Image location labeling entries:

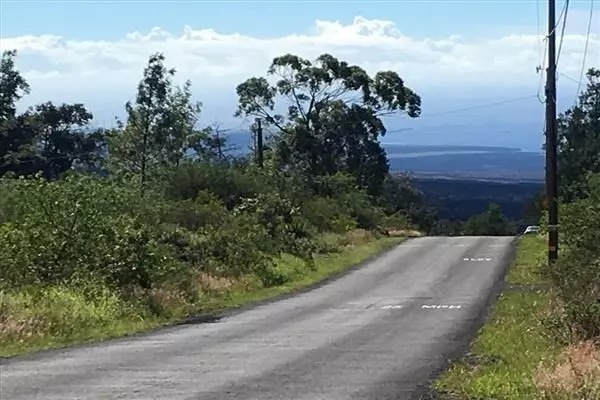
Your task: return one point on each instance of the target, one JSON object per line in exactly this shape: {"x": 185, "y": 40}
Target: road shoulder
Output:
{"x": 328, "y": 267}
{"x": 509, "y": 351}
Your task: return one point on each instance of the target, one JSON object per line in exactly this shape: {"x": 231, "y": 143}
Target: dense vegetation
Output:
{"x": 148, "y": 220}
{"x": 576, "y": 276}
{"x": 542, "y": 339}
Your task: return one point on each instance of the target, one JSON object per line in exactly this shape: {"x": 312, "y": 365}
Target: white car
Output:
{"x": 531, "y": 229}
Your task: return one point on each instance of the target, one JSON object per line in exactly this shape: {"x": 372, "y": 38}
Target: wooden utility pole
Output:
{"x": 259, "y": 143}
{"x": 551, "y": 137}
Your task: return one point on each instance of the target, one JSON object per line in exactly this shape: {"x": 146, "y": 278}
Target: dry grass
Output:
{"x": 574, "y": 375}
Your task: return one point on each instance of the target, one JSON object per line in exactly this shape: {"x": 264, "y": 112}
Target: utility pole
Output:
{"x": 551, "y": 137}
{"x": 259, "y": 142}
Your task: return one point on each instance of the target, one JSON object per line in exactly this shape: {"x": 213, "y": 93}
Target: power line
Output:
{"x": 562, "y": 33}
{"x": 585, "y": 51}
{"x": 542, "y": 66}
{"x": 477, "y": 107}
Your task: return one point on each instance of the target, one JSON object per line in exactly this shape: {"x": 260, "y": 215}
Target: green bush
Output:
{"x": 79, "y": 228}
{"x": 576, "y": 275}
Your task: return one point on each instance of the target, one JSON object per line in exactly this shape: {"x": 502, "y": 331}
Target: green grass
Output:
{"x": 40, "y": 319}
{"x": 513, "y": 338}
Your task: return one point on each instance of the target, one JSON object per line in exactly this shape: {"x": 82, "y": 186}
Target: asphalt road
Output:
{"x": 379, "y": 332}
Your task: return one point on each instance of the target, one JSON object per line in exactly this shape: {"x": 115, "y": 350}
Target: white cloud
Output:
{"x": 67, "y": 67}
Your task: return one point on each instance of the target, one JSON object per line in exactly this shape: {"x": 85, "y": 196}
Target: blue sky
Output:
{"x": 456, "y": 54}
{"x": 263, "y": 18}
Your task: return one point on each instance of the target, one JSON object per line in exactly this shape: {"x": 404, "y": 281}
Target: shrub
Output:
{"x": 78, "y": 228}
{"x": 576, "y": 274}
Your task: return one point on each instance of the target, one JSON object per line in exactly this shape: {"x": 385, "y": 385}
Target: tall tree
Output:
{"x": 160, "y": 127}
{"x": 579, "y": 140}
{"x": 13, "y": 85}
{"x": 65, "y": 137}
{"x": 17, "y": 134}
{"x": 333, "y": 118}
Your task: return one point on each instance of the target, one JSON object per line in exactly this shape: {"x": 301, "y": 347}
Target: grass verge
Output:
{"x": 515, "y": 355}
{"x": 509, "y": 348}
{"x": 39, "y": 319}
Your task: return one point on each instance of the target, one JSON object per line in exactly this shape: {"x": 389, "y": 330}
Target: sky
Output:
{"x": 473, "y": 62}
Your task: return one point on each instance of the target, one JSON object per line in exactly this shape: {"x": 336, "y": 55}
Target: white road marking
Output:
{"x": 393, "y": 307}
{"x": 441, "y": 306}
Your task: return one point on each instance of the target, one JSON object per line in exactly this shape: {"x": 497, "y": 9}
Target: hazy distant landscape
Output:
{"x": 450, "y": 161}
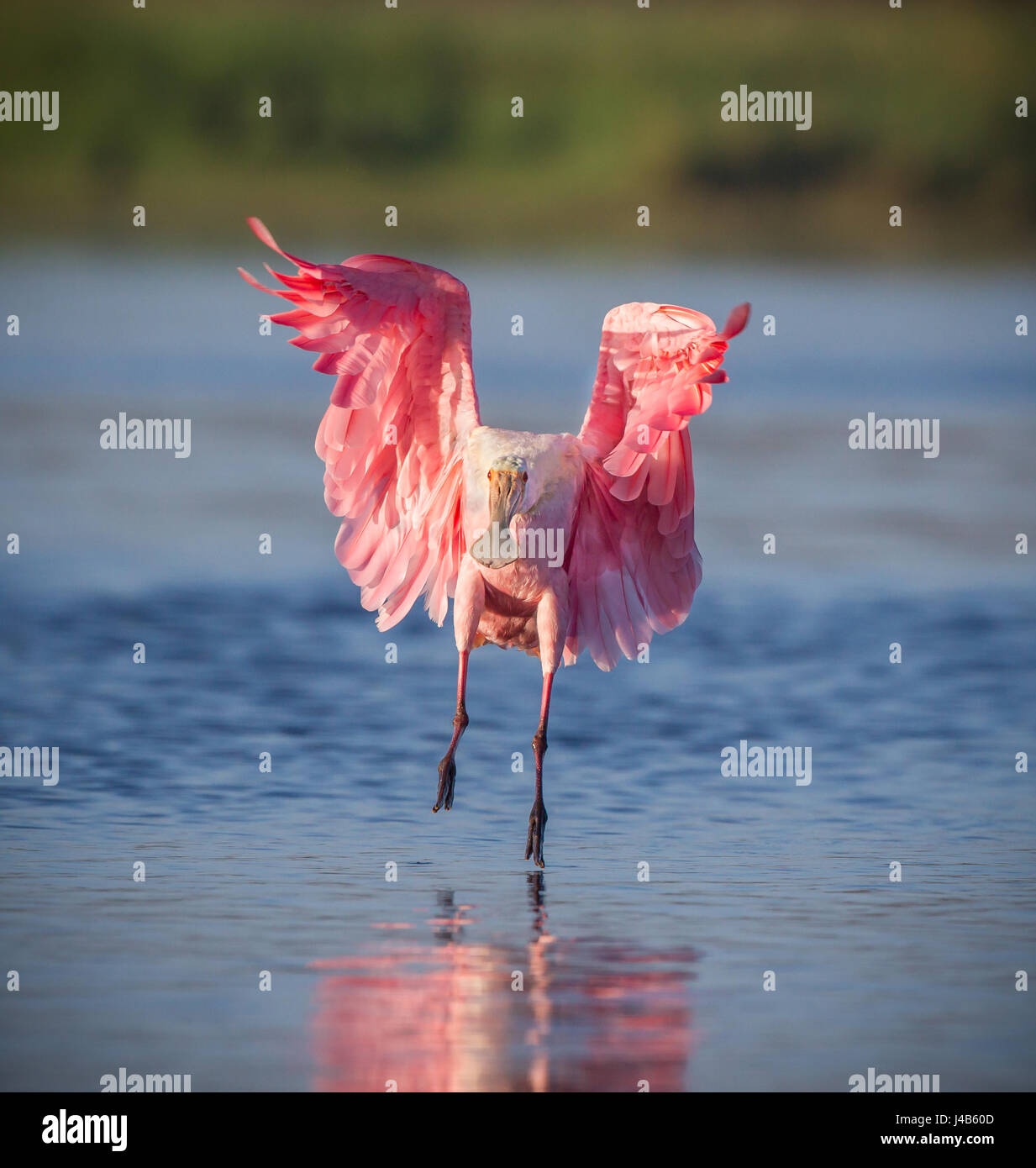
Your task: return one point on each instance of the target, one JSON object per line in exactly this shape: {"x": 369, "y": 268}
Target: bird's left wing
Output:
{"x": 397, "y": 335}
{"x": 634, "y": 566}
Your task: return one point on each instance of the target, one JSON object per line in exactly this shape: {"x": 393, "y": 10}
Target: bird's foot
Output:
{"x": 538, "y": 829}
{"x": 448, "y": 777}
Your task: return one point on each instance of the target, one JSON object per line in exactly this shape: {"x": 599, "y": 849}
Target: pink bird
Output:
{"x": 550, "y": 544}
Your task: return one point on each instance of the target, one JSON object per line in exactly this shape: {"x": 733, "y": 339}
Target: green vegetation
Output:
{"x": 412, "y": 108}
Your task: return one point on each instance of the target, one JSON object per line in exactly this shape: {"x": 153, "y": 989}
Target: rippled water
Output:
{"x": 471, "y": 971}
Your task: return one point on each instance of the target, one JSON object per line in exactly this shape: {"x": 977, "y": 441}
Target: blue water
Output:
{"x": 623, "y": 979}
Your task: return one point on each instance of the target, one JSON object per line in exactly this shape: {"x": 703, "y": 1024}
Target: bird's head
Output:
{"x": 507, "y": 484}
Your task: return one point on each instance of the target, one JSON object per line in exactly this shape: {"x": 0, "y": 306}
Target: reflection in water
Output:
{"x": 590, "y": 1016}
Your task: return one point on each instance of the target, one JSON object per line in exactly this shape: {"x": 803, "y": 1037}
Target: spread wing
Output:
{"x": 634, "y": 566}
{"x": 397, "y": 337}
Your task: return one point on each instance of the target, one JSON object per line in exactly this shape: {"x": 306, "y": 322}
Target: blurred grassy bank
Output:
{"x": 413, "y": 108}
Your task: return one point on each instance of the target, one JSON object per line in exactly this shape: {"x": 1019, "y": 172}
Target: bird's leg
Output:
{"x": 448, "y": 767}
{"x": 551, "y": 629}
{"x": 538, "y": 815}
{"x": 469, "y": 602}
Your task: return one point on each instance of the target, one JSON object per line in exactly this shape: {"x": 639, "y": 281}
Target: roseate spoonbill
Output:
{"x": 550, "y": 544}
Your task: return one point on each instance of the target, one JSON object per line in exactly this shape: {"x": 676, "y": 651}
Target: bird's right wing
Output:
{"x": 397, "y": 335}
{"x": 634, "y": 566}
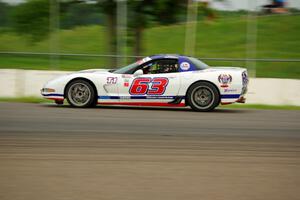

WRITTEN PROBLEM ▸ Pull out every line in the records above that contains the word "wing", and copy each one in full.

THE SOLUTION ▸
Target: bird's left wing
Target: spread wing
Target: bird's right wing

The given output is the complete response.